[GIVEN REQUEST] Render every line of the data below as a Markdown table with the columns Row and Text, numbering the rows in order and skipping blank lines. Leave the pictures out of the table.

[SUPPLIED RECORDS]
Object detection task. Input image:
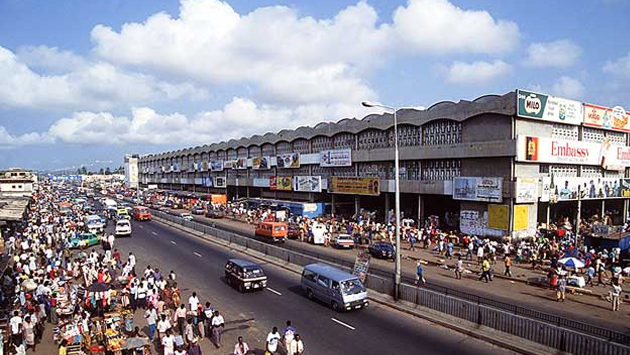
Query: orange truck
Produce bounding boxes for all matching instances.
[255,222,289,243]
[131,206,151,221]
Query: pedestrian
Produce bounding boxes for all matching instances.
[503,254,512,277]
[610,280,621,312]
[144,305,157,341]
[455,255,464,280]
[289,334,304,355]
[267,327,281,355]
[212,311,225,349]
[282,320,296,352]
[233,336,249,355]
[416,260,427,286]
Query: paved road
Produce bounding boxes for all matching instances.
[115,222,513,355]
[171,210,630,333]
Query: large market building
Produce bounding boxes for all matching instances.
[138,90,630,236]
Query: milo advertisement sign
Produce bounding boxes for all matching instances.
[516,90,584,125]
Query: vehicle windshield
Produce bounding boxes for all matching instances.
[341,279,365,295]
[243,266,265,278]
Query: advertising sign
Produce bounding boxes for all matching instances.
[252,157,271,170]
[214,176,227,189]
[269,176,292,191]
[540,175,621,202]
[210,160,223,171]
[232,158,247,170]
[453,177,503,202]
[488,205,510,230]
[352,251,370,283]
[516,90,584,125]
[319,149,352,168]
[293,176,322,192]
[516,178,538,203]
[328,176,381,196]
[584,104,630,132]
[276,153,300,169]
[254,178,269,187]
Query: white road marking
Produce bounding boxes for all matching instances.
[267,287,282,296]
[330,318,356,330]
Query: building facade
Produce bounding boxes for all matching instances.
[138,90,630,241]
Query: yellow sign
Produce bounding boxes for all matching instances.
[488,205,510,230]
[514,205,529,231]
[329,176,381,196]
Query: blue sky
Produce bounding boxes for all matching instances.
[0,0,630,169]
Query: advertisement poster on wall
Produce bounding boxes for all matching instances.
[210,160,223,171]
[453,177,503,202]
[252,156,271,170]
[328,176,381,196]
[276,153,300,169]
[214,176,227,189]
[514,205,529,231]
[584,104,630,132]
[516,178,539,203]
[540,175,621,202]
[232,158,247,170]
[516,90,584,125]
[269,176,292,191]
[319,149,352,168]
[488,205,510,230]
[293,176,322,192]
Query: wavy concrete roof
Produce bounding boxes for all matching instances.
[141,91,516,161]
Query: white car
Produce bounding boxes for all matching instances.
[333,234,354,249]
[115,219,131,237]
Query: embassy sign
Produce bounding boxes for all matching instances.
[516,90,584,126]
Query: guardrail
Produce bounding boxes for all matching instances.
[154,211,630,355]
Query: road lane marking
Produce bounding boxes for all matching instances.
[267,287,282,296]
[330,318,356,330]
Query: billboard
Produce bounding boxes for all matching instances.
[293,176,322,192]
[453,177,503,202]
[319,149,352,168]
[516,90,584,125]
[276,153,300,169]
[210,160,223,171]
[516,178,539,203]
[584,104,630,132]
[252,156,271,170]
[328,176,381,196]
[269,176,292,191]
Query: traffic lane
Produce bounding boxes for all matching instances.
[124,222,510,354]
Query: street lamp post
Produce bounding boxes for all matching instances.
[361,101,411,300]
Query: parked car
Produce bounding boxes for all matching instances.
[114,219,131,237]
[368,242,396,260]
[206,210,225,219]
[332,234,355,249]
[225,259,267,292]
[70,233,101,249]
[191,206,206,215]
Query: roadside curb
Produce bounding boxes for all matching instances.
[155,217,563,355]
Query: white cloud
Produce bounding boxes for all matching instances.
[552,76,585,99]
[602,53,630,78]
[445,60,512,85]
[525,40,582,68]
[393,0,520,54]
[0,46,208,109]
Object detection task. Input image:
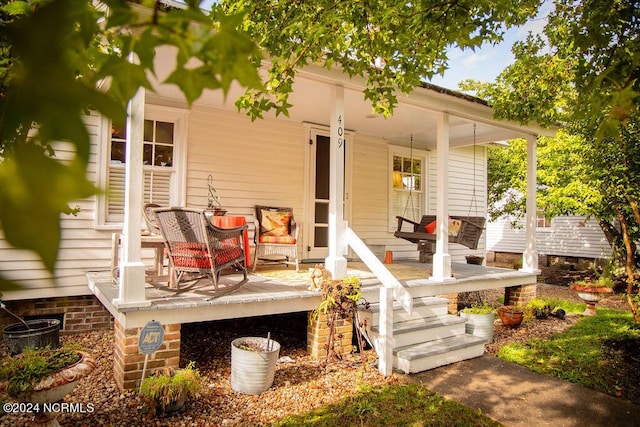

[ANSWER IN FULL]
| Row | Text |
|---|---|
| 1 | Object detection task. Input image: |
| 2 | Query: orange truck |
| 3 | Produce bounding boxes for all matching instances. |
| 4 | [255,222,289,243] |
| 5 | [131,206,151,221] |
| 6 | Query: pedestrian |
| 7 | Produce bounding boxes for all matching instances. |
| 8 | [503,254,512,277] |
| 9 | [610,280,621,312] |
| 10 | [144,305,157,341] |
| 11 | [455,255,464,280] |
| 12 | [289,334,304,355] |
| 13 | [267,327,281,355] |
| 14 | [212,311,225,349] |
| 15 | [282,320,296,352] |
| 16 | [233,336,249,355] |
| 17 | [416,260,427,286] |
| 18 | Query: paved road |
| 19 | Produce bounding boxes for all matching instances. |
| 20 | [115,222,513,355] |
| 21 | [171,210,630,333] |
| 22 | Query: large market building |
| 23 | Produce bounding boxes for all matching instances. |
| 24 | [138,90,630,236] |
| 25 | Query: milo advertisement sign |
| 26 | Produce bounding boxes for all matching instances. |
| 27 | [516,90,584,125] |
| 28 | Query: vehicle windshield |
| 29 | Produce bounding boxes for all matching instances. |
| 30 | [341,279,365,295] |
| 31 | [243,266,265,278] |
| 32 | Query: advertising sign |
| 33 | Produce bounding boxes for all matching instances. |
| 34 | [252,157,271,170] |
| 35 | [214,176,227,189] |
| 36 | [269,176,292,191] |
| 37 | [540,175,621,202] |
| 38 | [210,160,223,171] |
| 39 | [232,158,247,170] |
| 40 | [453,177,503,202] |
| 41 | [488,205,510,230] |
| 42 | [352,251,370,283] |
| 43 | [516,90,584,125] |
| 44 | [319,149,352,168] |
| 45 | [293,176,322,192] |
| 46 | [516,178,538,203] |
| 47 | [328,176,381,196] |
| 48 | [584,104,630,132] |
| 49 | [276,153,300,169] |
| 50 | [254,178,269,187] |
| 51 | Query: white road marking |
| 52 | Produce bounding boxes for all matching instances. |
| 53 | [267,287,282,296] |
| 54 | [330,318,356,330] |
| 55 | Query: building facade |
| 56 | Produce bounding boxes for all matching instances. |
| 57 | [138,90,630,241] |
| 58 | Query: yellow sign |
| 59 | Produce bounding boxes for all matching instances. |
| 60 | [488,205,510,230] |
| 61 | [514,205,529,231] |
| 62 | [329,176,381,196] |
| 63 | Query: blue sky |
| 64 | Produce bounding boxes for all matching instances. |
| 65 | [0,0,630,169] |
| 66 | Query: advertisement poster on wall |
| 67 | Produce bounding boxes for all matching instances. |
| 68 | [210,160,223,171] |
| 69 | [453,177,503,202] |
| 70 | [252,156,271,170] |
| 71 | [328,176,381,196] |
| 72 | [276,153,300,169] |
| 73 | [214,176,227,189] |
| 74 | [514,205,529,231] |
| 75 | [584,104,630,132] |
| 76 | [516,178,539,203] |
| 77 | [540,175,621,202] |
| 78 | [232,158,247,170] |
| 79 | [516,90,584,125] |
| 80 | [269,176,292,191] |
| 81 | [319,149,352,168] |
| 82 | [488,205,510,230] |
| 83 | [293,176,322,192] |
| 84 | Query: wavy concrete roof |
| 85 | Produce bounding boxes for all matching instances. |
| 86 | [141,91,516,161] |
| 87 | Query: white car |
| 88 | Produce bounding boxes for all matching instances. |
| 89 | [333,234,354,249] |
| 90 | [115,219,131,237] |
| 91 | Query: embassy sign |
| 92 | Produce bounding boxes for all matching instances. |
| 93 | [516,90,584,126] |
| 94 | Query: guardrail |
| 95 | Produce bounding boxes for all matching instances. |
| 96 | [154,211,630,355] |
| 97 | Query: road lane marking |
| 98 | Produce bounding boxes for all matching instances. |
| 99 | [267,287,282,296] |
| 100 | [330,318,356,330] |
| 101 | Query: billboard |
| 102 | Produce bounding boxes for all matching instances. |
| 103 | [293,176,322,192] |
| 104 | [453,177,503,202] |
| 105 | [319,149,352,168] |
| 106 | [516,90,584,125] |
| 107 | [276,153,300,169] |
| 108 | [210,160,223,171] |
| 109 | [516,178,539,203] |
| 110 | [584,104,630,132] |
| 111 | [252,156,271,170] |
| 112 | [328,176,381,196] |
| 113 | [269,176,292,191] |
| 114 | Query: traffic lane |
| 115 | Produce bounding boxes for all matching instances. |
| 116 | [124,222,510,354] |
| 117 | Query: street lamp post |
| 118 | Produce bounding boxes for all matching instances. |
| 119 | [361,101,411,300] |
| 120 | Query: parked car |
| 121 | Produce bounding boxes for all matching instances. |
| 122 | [114,219,131,237] |
| 123 | [368,242,396,260] |
| 124 | [206,210,225,219] |
| 125 | [332,234,355,249] |
| 126 | [225,259,267,292] |
| 127 | [70,233,101,249] |
| 128 | [191,206,206,215] |
| 129 | Query: roadside curb |
| 130 | Produce bounding boxes for all matching instances. |
| 131 | [155,217,563,355] |
| 132 | Query: white cloud |
| 133 | Produce bounding boxes for all matching instances. |
| 134 | [552,76,585,99] |
| 135 | [602,53,630,78] |
| 136 | [445,60,512,85] |
| 137 | [525,40,582,68] |
| 138 | [393,0,520,54] |
| 139 | [0,46,208,109] |
| 140 | Object detection task. Input image: |